Problem:
Substitute "approximate polygon" for each "simplified polygon" in the entries below, then write them out again with nothing else changed.

(Labeled contour entries)
┄┄┄┄┄┄┄┄┄┄┄┄┄┄┄┄┄┄┄┄

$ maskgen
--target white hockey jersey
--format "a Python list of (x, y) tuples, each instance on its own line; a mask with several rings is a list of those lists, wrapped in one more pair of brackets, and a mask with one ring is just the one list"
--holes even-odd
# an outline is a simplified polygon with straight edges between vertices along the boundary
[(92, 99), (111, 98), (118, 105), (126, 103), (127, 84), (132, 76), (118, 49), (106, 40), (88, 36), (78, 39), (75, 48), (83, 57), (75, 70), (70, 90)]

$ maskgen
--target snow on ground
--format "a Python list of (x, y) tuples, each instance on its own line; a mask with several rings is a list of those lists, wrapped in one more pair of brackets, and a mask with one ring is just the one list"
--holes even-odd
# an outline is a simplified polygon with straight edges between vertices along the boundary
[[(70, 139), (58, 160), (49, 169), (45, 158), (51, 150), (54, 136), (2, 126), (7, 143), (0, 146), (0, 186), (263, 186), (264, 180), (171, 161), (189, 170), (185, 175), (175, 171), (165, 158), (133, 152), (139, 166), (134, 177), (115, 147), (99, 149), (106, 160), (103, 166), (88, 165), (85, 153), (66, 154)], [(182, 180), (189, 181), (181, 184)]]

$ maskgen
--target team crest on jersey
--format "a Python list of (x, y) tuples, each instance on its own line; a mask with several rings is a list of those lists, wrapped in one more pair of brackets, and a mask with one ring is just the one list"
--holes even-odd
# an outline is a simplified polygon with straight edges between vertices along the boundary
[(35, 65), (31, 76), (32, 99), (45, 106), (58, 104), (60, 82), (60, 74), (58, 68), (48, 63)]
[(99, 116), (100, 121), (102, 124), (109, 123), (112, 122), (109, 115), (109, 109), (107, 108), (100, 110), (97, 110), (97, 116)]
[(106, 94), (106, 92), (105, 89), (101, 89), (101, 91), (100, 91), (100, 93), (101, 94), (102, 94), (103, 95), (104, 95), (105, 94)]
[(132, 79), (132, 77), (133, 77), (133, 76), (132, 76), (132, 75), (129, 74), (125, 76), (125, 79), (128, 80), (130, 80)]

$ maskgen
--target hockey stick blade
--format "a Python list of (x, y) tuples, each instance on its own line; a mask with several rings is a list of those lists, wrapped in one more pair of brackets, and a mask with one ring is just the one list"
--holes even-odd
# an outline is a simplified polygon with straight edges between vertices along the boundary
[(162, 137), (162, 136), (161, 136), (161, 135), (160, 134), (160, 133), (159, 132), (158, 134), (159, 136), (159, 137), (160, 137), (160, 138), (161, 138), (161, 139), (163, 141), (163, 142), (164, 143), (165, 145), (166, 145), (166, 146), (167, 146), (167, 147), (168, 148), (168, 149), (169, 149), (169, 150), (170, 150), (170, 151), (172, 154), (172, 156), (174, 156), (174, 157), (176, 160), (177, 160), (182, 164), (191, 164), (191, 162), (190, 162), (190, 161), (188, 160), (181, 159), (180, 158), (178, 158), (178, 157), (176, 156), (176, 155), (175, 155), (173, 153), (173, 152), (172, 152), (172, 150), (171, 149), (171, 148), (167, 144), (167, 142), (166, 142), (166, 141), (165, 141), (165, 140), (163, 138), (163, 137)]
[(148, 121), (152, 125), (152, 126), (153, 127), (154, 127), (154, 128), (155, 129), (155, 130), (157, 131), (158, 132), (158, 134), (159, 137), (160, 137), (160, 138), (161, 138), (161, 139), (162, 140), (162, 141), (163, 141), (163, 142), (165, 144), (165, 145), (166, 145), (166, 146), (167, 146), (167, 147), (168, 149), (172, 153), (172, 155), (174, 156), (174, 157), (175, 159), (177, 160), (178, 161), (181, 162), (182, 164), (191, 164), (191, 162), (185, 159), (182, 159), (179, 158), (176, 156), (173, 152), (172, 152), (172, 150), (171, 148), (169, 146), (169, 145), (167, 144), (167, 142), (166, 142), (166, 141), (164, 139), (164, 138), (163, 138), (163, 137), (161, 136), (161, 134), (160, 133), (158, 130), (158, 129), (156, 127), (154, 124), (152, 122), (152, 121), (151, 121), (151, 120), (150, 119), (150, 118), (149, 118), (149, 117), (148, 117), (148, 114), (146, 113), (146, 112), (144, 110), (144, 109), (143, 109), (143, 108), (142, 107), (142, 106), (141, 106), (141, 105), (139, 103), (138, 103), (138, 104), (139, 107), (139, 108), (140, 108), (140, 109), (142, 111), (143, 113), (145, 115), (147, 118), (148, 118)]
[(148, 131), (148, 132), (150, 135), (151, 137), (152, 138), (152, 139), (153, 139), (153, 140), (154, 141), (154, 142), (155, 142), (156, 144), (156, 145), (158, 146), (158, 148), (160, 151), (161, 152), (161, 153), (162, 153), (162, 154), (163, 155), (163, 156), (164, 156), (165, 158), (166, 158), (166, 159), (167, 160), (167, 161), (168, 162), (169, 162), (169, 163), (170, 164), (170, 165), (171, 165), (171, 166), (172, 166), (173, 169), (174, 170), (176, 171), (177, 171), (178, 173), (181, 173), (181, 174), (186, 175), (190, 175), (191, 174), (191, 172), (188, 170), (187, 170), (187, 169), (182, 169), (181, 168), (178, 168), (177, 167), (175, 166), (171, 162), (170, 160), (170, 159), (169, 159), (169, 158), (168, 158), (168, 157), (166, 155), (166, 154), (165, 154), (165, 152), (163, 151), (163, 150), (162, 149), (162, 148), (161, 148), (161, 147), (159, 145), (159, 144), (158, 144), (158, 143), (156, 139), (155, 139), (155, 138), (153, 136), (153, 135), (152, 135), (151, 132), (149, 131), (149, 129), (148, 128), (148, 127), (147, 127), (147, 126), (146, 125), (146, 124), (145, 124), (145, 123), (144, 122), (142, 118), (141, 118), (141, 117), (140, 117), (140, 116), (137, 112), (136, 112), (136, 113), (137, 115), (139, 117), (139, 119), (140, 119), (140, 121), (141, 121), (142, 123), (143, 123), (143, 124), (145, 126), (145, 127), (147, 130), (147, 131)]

┄┄┄┄┄┄┄┄┄┄┄┄┄┄┄┄┄┄┄┄

Answer to this exercise:
$ maskgen
--target white hockey jersey
--format "a Python list of (x, y) tuples, each instance on its own line; a mask with several rings is a list of those lists, wrapped in one more pair of brackets, and a mask with one ring is just the one list"
--holes even-odd
# an outline is a approximate polygon with straight edges between vertices along the boundary
[(92, 99), (111, 98), (118, 105), (126, 103), (127, 84), (132, 76), (118, 49), (106, 40), (88, 36), (78, 39), (75, 48), (83, 57), (75, 70), (70, 90)]

$ maskgen
--target snow on ground
--format "a Python list of (x, y) tuples, each instance on its own line; a mask with several rings is a list of those lists, wrapped in one more pair of brackets, and a mask with one ring is just the one list"
--holes even-odd
# an outline is a approximate polygon with straight edges between vertices along the boundary
[[(70, 139), (58, 160), (49, 169), (45, 158), (51, 150), (54, 136), (2, 126), (7, 143), (0, 146), (0, 186), (263, 186), (264, 180), (171, 161), (189, 170), (185, 175), (175, 171), (165, 158), (133, 152), (139, 166), (134, 177), (115, 147), (99, 149), (106, 160), (103, 166), (88, 165), (85, 153), (66, 154)], [(182, 180), (189, 181), (181, 184)]]

$ maskgen
--target team crest on jersey
--format "a Python list of (x, y) tuples, each instance on its own line; a mask with several rings is a list of those lists, wrapped in one more pair of brackets, and a mask with one ring is just the one list"
--holes even-odd
# an outline is a approximate polygon with straight edges between vertices along the boundary
[(35, 65), (31, 76), (32, 99), (45, 106), (58, 104), (60, 82), (60, 74), (58, 68), (48, 63)]
[(99, 116), (100, 121), (102, 124), (109, 123), (112, 122), (109, 115), (109, 109), (107, 108), (100, 110), (97, 110), (97, 116)]
[(106, 94), (106, 92), (105, 89), (101, 89), (101, 91), (100, 91), (100, 93), (101, 94), (102, 94), (103, 95), (104, 95), (105, 94)]
[(132, 79), (132, 77), (133, 77), (133, 76), (132, 76), (132, 75), (129, 74), (125, 76), (125, 79), (128, 80), (130, 80)]

$ maskgen
--target hockey stick blade
--format "a Python list of (x, y) tuples, each instance on its own line; a mask with several rings is a list of those lists, wrapped in one more pair of brackets, and a mask with one ring is just the one list"
--holes even-odd
# an outline is a approximate polygon with straight edges between vertices along the boundary
[(162, 137), (162, 136), (161, 136), (161, 135), (160, 134), (160, 133), (159, 132), (158, 134), (159, 136), (159, 137), (160, 137), (160, 138), (161, 138), (161, 139), (163, 141), (163, 142), (164, 143), (165, 145), (166, 145), (166, 146), (167, 146), (167, 147), (168, 148), (168, 149), (169, 149), (169, 150), (170, 150), (170, 151), (172, 154), (172, 156), (174, 156), (174, 157), (176, 160), (177, 160), (182, 164), (191, 164), (191, 162), (190, 162), (190, 161), (188, 160), (181, 159), (180, 158), (178, 158), (178, 157), (176, 156), (176, 155), (175, 155), (173, 153), (173, 152), (172, 152), (172, 150), (171, 149), (171, 148), (167, 144), (167, 142), (166, 142), (166, 141), (165, 141), (165, 140), (163, 138), (163, 137)]
[(148, 121), (152, 125), (152, 126), (153, 127), (154, 127), (154, 128), (155, 129), (155, 130), (157, 131), (158, 132), (158, 134), (159, 137), (160, 137), (160, 138), (161, 138), (161, 139), (162, 140), (162, 141), (163, 141), (163, 142), (165, 144), (165, 145), (166, 145), (166, 146), (167, 146), (167, 147), (168, 149), (172, 153), (172, 155), (174, 156), (174, 157), (175, 159), (177, 160), (178, 161), (181, 162), (182, 164), (191, 164), (191, 162), (185, 159), (182, 159), (179, 158), (176, 156), (173, 152), (172, 152), (172, 150), (171, 148), (169, 146), (169, 145), (167, 144), (167, 142), (166, 142), (166, 141), (164, 139), (164, 138), (163, 138), (163, 137), (161, 136), (161, 134), (160, 133), (158, 130), (158, 129), (156, 127), (154, 124), (152, 122), (152, 121), (151, 121), (151, 120), (150, 119), (150, 118), (149, 118), (149, 117), (148, 117), (148, 114), (146, 113), (146, 112), (144, 110), (144, 109), (143, 109), (143, 108), (142, 107), (142, 106), (141, 106), (141, 105), (139, 103), (138, 103), (138, 104), (139, 107), (139, 108), (140, 108), (140, 109), (142, 111), (143, 113), (145, 115), (147, 118), (148, 118)]
[(148, 131), (148, 132), (150, 135), (151, 137), (152, 138), (152, 139), (153, 139), (153, 140), (154, 141), (154, 142), (155, 142), (156, 144), (156, 145), (158, 146), (158, 148), (160, 151), (161, 152), (161, 153), (162, 153), (162, 154), (163, 155), (163, 156), (164, 156), (165, 158), (166, 158), (166, 159), (167, 160), (167, 161), (168, 162), (169, 162), (169, 163), (170, 164), (170, 165), (171, 165), (171, 166), (172, 166), (173, 169), (174, 170), (176, 171), (177, 171), (178, 173), (181, 173), (181, 174), (186, 175), (190, 175), (191, 174), (191, 172), (188, 170), (187, 170), (187, 169), (182, 169), (181, 168), (178, 168), (177, 167), (175, 166), (171, 162), (170, 160), (170, 159), (169, 159), (169, 158), (168, 158), (168, 157), (166, 155), (166, 154), (165, 154), (165, 152), (163, 151), (163, 150), (162, 149), (162, 148), (161, 148), (161, 147), (159, 145), (159, 144), (158, 144), (158, 143), (156, 139), (155, 139), (155, 138), (153, 136), (153, 135), (152, 135), (151, 132), (149, 131), (149, 129), (148, 128), (148, 127), (147, 127), (147, 126), (146, 125), (146, 124), (145, 124), (145, 123), (144, 122), (142, 118), (141, 118), (141, 117), (140, 117), (140, 116), (137, 112), (136, 112), (136, 113), (137, 115), (139, 117), (139, 119), (140, 119), (140, 121), (141, 121), (142, 123), (143, 123), (143, 124), (145, 126), (145, 127), (147, 130), (147, 131)]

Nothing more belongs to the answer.